## [EXERCISE OBJECTIVE]
Swap "set one marker" for "place a single point" wherever it occurs in the rows below, leaving everything else unchanged, and omit the pictures from your answer.

## [THE INPUT]
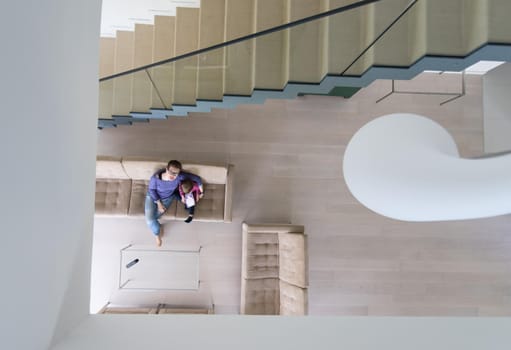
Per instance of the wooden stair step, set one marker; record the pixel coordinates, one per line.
(106, 56)
(142, 56)
(124, 53)
(185, 71)
(163, 48)
(445, 32)
(406, 40)
(307, 43)
(271, 59)
(106, 90)
(239, 69)
(211, 64)
(499, 28)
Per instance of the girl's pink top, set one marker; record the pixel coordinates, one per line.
(195, 190)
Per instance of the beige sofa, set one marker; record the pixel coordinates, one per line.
(274, 270)
(121, 187)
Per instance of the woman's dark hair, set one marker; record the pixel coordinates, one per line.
(175, 164)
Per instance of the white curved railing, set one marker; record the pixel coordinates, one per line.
(407, 167)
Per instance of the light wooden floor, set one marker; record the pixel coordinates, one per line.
(288, 168)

## [CORRECT OUTPUT]
Per instance of the wooden stair step, place a single point; record the pixel coordinates, one per line.
(106, 56)
(142, 56)
(124, 53)
(185, 71)
(163, 48)
(445, 32)
(406, 40)
(307, 43)
(271, 59)
(106, 90)
(239, 69)
(211, 64)
(499, 28)
Per instance of the girl's pink top, place a single point; record the pixel coordinates, one per line.
(195, 190)
Per instance of the beige sofa, place a single point; record the pixel coordinates, one per line.
(274, 270)
(121, 187)
Per instance of the woman's dark hair, place a single point; record the pixel coordinates, one per line.
(175, 164)
Per instance of the white curved railing, place a single point; record the pixel coordinates, one per line.
(407, 167)
Per instance of the light wooden floor, place a single point; record the pixel coordinates, one per line.
(288, 168)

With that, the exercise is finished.